## [Questions]
a) In the article on the Gorge air study ruling, condense the paragraph beginning "The plan resulted from" into a shorter version that keeps its main facts.
b) According to the article on the Gorge air study ruling, how often must the air agencies assess improvements in visibility?
c) Duplicate word for word the passage in the article on the Gorge air study ruling that runs from "Gorge Commission’s air" to "constituted a strategy.".

## [Text passage]
Segment Open
Gorge Commission’s air study upheld in Oregon court ruling

The Oregon Court of Appeals affirmed the Columbia River Gorge Commission’s Regional Air Quality Strategy for the Columbia River Gorge National Scenic Area on June 19, rejecting a Friends of the Columbia Gorge challenge that claimed it neither provided enough remedies, nor even constituted a strategy.

The court affirmed the commission’s approach on both counts, rejecting the challenge.

The plan resulted from a decade-long collaborative effort involving the Oregon Department of Environmental Quality, the Southwest Washington Clean Air Agency and stakeholders including tribes and Gorge communities. In essence, it relies on the Gorge’s proximity to two Class 1 airsheds, the Mt. Hood and Gifford Pinchot national forests, which, under federal law, require added measures to control atmospheric haze.

“In 2000, Gorge communities asked the commission to rewrite the policy because the Gorge did not qualify as a Class 1 airshed, and the commission requested that the states study and write a regional air quality strategy for the Gorge,” said Carl McNew, Gorge commission chair, in a Gorge Commission statement.

In his brief, the commission’s counsel, Jeff Litwak, noted that the state’s innovative, collaborative work was recognized in several peer-reviewed scientific journals.

“This is another step in the right direction — the Gorge Air Quality Strategy gives us a solid base for measuring air quality over time,” said Darren Nichols, the commission’s executive director. “The commission is also working with other agencies to improve scientific analysis and modeling for other Gorge resources.”

The Friends argued the strategy should include more Gorge-specific regulation. Oregon and Washington air quality scientists, however, emphasized the importance of a regional approach focused on clean air with the Gorge in conjunction with the air surrounding the Gorge.

The court agreed with the regional approach, noting that the plan requires the air agencies to “assess improvements in visibility every five years when the Regional Haze Plan is updated,” and compare the improvement trend in the Gorge to the improvement trend in nearby Mt. Hood and Mt. Adams wilderness areas.

The air agencies contend that existing control measures will “provide a path forward for continued visibility improvement over time.” If the expected outcomes don’t occur, the agencies are charged with investigating the reasons and consulting with the Gorge commission on possible remedies.

“Thus, the Columbia River Gorge Air Study and Strategy sets forth a goal (“continued improvement” in visibility), a framework for achieving the goal (compliance with existing pollution control measures…), criteria by which to determine whether the goal has been met (continued monitoring), and a contingent plan in the event the goal is not met (further consultation…),” the court wrote.

“Given those features we are not persuaded by petitioner’s contention that the [strategy] was not actually a ‘regional air quality strategy’ within the meaning of the management plan.
Segment Closed
## [Supplied entries]
Segment Open
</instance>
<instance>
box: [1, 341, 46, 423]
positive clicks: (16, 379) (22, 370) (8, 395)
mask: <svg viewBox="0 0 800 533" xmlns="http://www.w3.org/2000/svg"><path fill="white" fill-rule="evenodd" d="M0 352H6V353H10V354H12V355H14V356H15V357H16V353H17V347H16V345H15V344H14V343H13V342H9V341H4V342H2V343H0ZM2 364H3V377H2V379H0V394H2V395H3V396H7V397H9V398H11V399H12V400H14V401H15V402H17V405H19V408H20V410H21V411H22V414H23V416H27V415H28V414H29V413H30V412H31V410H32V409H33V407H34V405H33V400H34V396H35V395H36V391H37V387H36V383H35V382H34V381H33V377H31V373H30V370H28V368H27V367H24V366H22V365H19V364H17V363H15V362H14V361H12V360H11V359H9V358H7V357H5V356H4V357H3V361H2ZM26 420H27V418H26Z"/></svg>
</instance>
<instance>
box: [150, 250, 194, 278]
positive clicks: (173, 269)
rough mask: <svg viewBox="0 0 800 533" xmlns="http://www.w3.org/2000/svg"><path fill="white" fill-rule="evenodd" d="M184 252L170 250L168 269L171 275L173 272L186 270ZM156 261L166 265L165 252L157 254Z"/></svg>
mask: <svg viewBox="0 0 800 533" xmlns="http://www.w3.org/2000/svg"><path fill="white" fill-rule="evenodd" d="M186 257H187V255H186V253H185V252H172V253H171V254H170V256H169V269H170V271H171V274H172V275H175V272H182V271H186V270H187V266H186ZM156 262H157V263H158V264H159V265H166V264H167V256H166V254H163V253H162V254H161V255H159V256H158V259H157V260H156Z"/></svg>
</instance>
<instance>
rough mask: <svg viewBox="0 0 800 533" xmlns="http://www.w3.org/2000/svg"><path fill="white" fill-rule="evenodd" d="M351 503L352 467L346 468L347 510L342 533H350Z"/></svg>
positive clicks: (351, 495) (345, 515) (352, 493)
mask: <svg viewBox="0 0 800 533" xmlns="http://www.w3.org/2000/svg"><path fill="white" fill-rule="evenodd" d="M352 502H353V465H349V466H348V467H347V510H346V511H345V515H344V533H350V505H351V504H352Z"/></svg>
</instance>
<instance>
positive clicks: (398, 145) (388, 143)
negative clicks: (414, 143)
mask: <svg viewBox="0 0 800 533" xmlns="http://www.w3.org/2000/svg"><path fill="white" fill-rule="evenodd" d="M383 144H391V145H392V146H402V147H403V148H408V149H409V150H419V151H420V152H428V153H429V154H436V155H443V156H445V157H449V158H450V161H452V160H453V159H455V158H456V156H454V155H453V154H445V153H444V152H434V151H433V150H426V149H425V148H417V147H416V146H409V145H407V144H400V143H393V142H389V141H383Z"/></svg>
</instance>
Segment Closed
## [Task results]
a) The plan came from about ten years of joint work by the Oregon Department of Environmental Quality, the Southwest Washington Clean Air Agency, and stakeholders such as tribes and Gorge communities. It depends on the Gorge being close to two Class 1 airsheds, the Mt. Hood and Gifford Pinchot national forests, where federal law requires extra measures against atmospheric haze.

b) Every five years, when the Regional Haze Plan is updated.

c)
Gorge Commission’s air study upheld in Oregon court ruling

The Oregon Court of Appeals affirmed the Columbia River Gorge Commission’s Regional Air Quality Strategy for the Columbia River Gorge National Scenic Area on June 19, rejecting a Friends of the Columbia Gorge challenge that claimed it neither provided enough remedies, nor even constituted a strategy.